*AUFGABENSTELLUNG*.
Was hatte laut dem Textausschnitt über die Sicht auf Mohammed für die Vereinigten Staaten oberste Priorität?

+++ TEXTAUSSCHNITT +++

Bei den amerikanischen Evangelikalen hatte die Schrift für lange Zeit die Vorstellung von Mohammed als einem Betrüger fixiert. Hatte Prideaux den Islam, ebenso wie das Papsttum, auf das Wirken des Antichrist zurückgeführt, so sahen die evangelikalen Kolonisten in ihren Endzeitideen den Antichrist im Islam und Katholizismus direkt verkörpert. Die negative Sicht hatten die realen, zuweilen auch fiktiven Berichte von Christen noch verstärkt, die in Gefangenschaft nordafrikanischer Seeräuber geraten waren.

Endzeitstimmung und Missionierung

Für die Vereinigten Staaten hatte der Kampf gegen die muslimische Piraterie, die im Mittelmeer und im Atlantik amerikanische Interessen gefährdete, oberste Priorität, wodurch der Islam immer stärker ins Zentrum der Aufmerksamkeit rückte. Besonders zur Zeit der religiösen "Großen Erweckung" in Nordamerika war seine Verteufelung gang und gäbe.

Humphrey Prideaux; Quelle: Wikipedia
Mohammed als Betrüger im Auftrag des Antichristen: Die Schriften des anglikanischen Engländers Humphrey Prideaux über das Leben Mohammeds prägten die Vorstellungen der amerikanischen Kolonialisten für lange Zeit.

+++ BEREITGESTELLTE DATEN +++

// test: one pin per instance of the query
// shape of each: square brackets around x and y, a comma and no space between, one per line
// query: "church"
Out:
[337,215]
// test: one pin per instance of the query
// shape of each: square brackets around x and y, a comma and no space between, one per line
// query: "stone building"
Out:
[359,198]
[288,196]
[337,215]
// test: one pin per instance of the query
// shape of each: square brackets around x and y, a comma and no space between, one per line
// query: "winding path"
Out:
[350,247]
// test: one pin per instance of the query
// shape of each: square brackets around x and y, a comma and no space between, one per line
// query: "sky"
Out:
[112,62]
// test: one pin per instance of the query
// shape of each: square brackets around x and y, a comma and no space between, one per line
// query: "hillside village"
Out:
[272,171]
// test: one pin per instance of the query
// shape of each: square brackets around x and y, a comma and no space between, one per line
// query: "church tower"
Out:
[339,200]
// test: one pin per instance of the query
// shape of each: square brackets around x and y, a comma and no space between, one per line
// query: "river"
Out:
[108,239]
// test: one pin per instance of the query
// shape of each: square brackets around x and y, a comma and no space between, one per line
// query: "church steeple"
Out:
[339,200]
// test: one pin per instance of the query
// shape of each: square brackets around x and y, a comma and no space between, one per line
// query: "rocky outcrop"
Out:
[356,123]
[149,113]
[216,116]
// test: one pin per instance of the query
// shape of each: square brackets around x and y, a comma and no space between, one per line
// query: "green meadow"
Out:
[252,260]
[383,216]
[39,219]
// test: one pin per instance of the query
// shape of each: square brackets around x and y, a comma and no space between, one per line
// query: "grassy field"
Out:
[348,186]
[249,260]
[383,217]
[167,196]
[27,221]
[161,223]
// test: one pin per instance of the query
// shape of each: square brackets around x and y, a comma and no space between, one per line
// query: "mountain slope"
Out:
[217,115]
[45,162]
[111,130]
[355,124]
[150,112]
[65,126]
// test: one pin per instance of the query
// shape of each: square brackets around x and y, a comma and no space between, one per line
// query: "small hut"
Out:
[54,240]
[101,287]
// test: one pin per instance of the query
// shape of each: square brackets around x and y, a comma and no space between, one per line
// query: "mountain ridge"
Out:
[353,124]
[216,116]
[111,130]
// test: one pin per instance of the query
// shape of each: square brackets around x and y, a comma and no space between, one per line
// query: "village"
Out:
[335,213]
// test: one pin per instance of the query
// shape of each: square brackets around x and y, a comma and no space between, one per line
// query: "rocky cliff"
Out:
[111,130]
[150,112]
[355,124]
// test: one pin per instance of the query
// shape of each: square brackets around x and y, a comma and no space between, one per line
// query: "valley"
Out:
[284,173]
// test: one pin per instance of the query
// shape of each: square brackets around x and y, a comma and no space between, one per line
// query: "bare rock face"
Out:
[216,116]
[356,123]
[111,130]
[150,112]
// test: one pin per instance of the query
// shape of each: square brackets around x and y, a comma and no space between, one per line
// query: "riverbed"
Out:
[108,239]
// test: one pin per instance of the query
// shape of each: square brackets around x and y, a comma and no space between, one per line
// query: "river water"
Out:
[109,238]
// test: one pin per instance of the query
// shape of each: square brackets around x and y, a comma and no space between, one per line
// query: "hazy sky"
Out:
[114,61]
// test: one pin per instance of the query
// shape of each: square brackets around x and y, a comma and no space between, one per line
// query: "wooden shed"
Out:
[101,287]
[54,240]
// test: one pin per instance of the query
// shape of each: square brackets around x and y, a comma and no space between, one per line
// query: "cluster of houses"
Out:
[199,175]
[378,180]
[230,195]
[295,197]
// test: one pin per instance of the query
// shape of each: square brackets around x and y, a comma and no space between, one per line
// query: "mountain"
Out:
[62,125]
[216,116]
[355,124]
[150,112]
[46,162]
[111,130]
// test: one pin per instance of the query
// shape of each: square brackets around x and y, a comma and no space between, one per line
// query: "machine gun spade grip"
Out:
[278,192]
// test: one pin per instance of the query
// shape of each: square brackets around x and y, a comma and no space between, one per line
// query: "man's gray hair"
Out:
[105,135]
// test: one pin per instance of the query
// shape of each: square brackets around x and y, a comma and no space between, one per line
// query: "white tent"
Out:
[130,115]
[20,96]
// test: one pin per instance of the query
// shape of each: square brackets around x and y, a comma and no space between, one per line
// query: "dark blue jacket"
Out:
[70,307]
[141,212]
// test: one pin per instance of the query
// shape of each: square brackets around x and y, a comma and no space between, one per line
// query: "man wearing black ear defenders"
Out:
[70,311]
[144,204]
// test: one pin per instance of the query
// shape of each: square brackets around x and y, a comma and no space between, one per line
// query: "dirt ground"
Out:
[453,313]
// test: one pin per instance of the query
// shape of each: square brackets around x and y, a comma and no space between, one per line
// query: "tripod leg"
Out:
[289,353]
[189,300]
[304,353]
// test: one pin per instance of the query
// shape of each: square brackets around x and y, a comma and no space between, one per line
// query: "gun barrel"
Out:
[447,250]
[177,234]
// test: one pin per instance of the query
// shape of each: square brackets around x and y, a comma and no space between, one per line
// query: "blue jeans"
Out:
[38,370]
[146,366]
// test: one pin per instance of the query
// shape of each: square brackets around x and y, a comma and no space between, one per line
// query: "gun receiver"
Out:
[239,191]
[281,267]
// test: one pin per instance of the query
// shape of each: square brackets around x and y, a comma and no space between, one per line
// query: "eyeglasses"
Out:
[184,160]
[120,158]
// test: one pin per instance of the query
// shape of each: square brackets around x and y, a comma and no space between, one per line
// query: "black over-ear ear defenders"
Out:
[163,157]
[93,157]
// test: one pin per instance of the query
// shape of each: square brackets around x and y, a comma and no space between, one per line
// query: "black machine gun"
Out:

+++

*VOLLSTÄNDIGE LÖSUNG*.
Der Kampf gegen die muslimische Piraterie, die im Mittelmeer und im Atlantik amerikanische Interessen gefährdete.